- [What to produce]: Retype all of the data below word for word, leaving out the pictures.

★ ★ ★ ★ ★ ★ ★

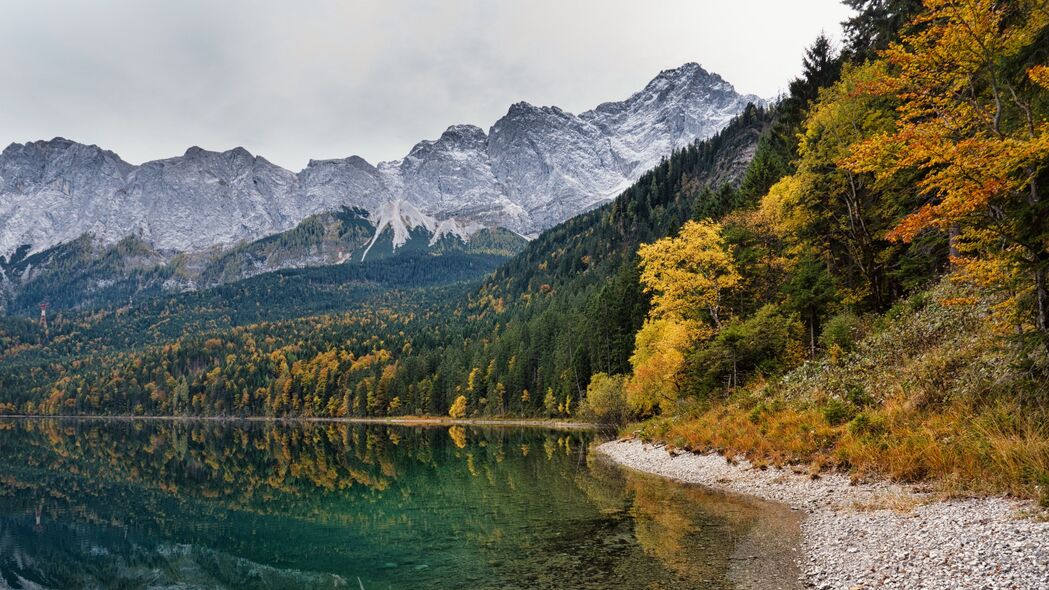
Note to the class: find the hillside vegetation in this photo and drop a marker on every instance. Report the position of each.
(883, 306)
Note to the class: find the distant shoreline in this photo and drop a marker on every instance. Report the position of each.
(875, 534)
(402, 421)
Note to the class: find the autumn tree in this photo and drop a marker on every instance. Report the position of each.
(970, 78)
(457, 411)
(687, 276)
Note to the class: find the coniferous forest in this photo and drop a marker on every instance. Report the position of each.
(856, 275)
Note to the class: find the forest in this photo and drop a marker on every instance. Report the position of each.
(857, 275)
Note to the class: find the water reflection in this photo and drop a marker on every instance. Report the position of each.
(315, 505)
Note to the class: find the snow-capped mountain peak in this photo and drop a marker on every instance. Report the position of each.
(534, 167)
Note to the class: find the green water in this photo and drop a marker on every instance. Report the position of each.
(175, 504)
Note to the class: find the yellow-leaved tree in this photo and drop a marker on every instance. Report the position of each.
(687, 276)
(457, 409)
(971, 83)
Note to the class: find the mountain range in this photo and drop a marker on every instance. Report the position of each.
(534, 168)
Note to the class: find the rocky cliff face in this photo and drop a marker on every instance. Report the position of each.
(534, 168)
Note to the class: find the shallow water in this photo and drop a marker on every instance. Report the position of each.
(155, 504)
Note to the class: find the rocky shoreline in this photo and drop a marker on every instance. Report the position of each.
(876, 534)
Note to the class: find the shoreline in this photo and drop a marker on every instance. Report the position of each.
(875, 534)
(402, 421)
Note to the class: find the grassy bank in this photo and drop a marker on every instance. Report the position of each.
(927, 393)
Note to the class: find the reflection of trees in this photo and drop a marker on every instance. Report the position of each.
(692, 530)
(531, 506)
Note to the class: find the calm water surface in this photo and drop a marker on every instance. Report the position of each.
(163, 504)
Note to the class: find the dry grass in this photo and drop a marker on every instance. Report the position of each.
(933, 396)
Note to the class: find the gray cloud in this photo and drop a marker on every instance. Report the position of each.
(329, 79)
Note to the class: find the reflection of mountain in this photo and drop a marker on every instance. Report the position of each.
(206, 502)
(111, 561)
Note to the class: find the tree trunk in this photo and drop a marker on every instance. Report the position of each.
(1042, 294)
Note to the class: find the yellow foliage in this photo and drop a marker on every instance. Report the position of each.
(457, 409)
(658, 361)
(688, 273)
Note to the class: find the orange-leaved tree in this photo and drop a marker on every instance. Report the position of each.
(971, 83)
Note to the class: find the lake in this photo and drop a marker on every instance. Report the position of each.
(210, 504)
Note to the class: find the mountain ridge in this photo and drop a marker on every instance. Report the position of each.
(534, 168)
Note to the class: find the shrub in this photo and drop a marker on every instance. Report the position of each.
(842, 331)
(838, 412)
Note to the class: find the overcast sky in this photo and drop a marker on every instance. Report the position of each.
(296, 80)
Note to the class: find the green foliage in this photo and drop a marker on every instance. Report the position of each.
(762, 344)
(842, 332)
(837, 412)
(606, 398)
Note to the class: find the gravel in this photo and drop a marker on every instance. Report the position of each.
(876, 534)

★ ★ ★ ★ ★ ★ ★

- [Solution to the exercise]:
Note to the class: find the hillside vegetation in this photo and drop a marker on every instance. Report the position of each.
(883, 306)
Note to the class: find the distant shoreline in this photo and drop a marker on every instance. Report the position of each.
(875, 534)
(402, 421)
Note to the class: find the autumn tree in this photo and drop a marker on every instance. Report the position of each.
(970, 78)
(457, 411)
(687, 276)
Note to the class: find the coniferous forest in this photo and drop a marker on every instance. Report the position of each.
(856, 275)
Note to the class: find the forest in this photo and drop a marker on every instance. Report the position of each.
(857, 275)
Note to the class: find the water reflection in this photo and drop a marker on every instance. Report the position of each.
(315, 505)
Note to the class: find the snow-capped mountain peak in this photo and drop a marker on every instance. Report the position of each.
(534, 167)
Note to the class: find the green water in this photo and drop a marker on every instance. Report the position of each.
(175, 504)
Note to the class: find the yellow-leaved tree in this photo and drop a marker on every instance. Report the position of each.
(687, 276)
(457, 409)
(971, 83)
Note to the class: find the mountain range in this photo and drop a marker on every instance. Report the position of each.
(534, 168)
Note to the class: find the rocky cliff face in this photo and drop a marker on every instance. Report the position of each.
(534, 168)
Note to the class: find the shallow water in this photo and drop a marker on every instance. Report the position of each.
(155, 504)
Note to the class: find the rocky shoreline in this photo and drop a marker on every instance. Report the position of each.
(876, 534)
Note to the class: find the shoreline in this photo and drop a marker on every instance. Report the position of each.
(875, 534)
(402, 421)
Note to the class: find the grassy bank in this photo and drop a marker on every instance. Report the position of each.
(927, 393)
Note to the class: find the reflection of trees in this photo and drop a marker on every instance. Report the position of each.
(692, 530)
(531, 506)
Note to the class: find the calm water surface in this photo and drop a marker on every instance. Report the position of each.
(163, 504)
Note to the class: find the dry grass in this photo and drop a marker on every instance. Report the position of each.
(933, 396)
Note to the class: find the gray cloud in this photo and drop a marker on every instance. Report the position of each.
(329, 79)
Note to the class: find the reflection of mountain in this photo and drop a marker on every instance. Report the position of each.
(206, 502)
(111, 561)
Note to the class: find the tree trunk in this photo and drop a marker on every instance. Report the position of each.
(1042, 294)
Note to the class: find the yellow foliage in this photo and drop a marker on every instance. Report the position of each.
(457, 409)
(658, 361)
(688, 273)
Note to the class: find the orange-leaved tree in this photo and drop a marker on every instance. Report the position of each.
(971, 83)
Note to the class: find the lake in this photo and drop a marker on every instance. Report the position of each.
(210, 504)
Note to the class: find the mountain ridge in this photo and drop a marker on every instance. Report the position of each.
(534, 168)
Note to the class: find the shrub in this photo and drop a marker on every instance. Report the position of each.
(842, 331)
(838, 412)
Note to the class: find the overcast sky in this photo and drop a marker on every instance. Report the position of each.
(296, 80)
Note to the class: find the green foliage in this photo and drop a marker on every instance. Report the position of each.
(762, 344)
(842, 332)
(837, 412)
(606, 398)
Note to the class: find the gravel in this photo and drop a marker on every instance. Report the position of each.
(876, 534)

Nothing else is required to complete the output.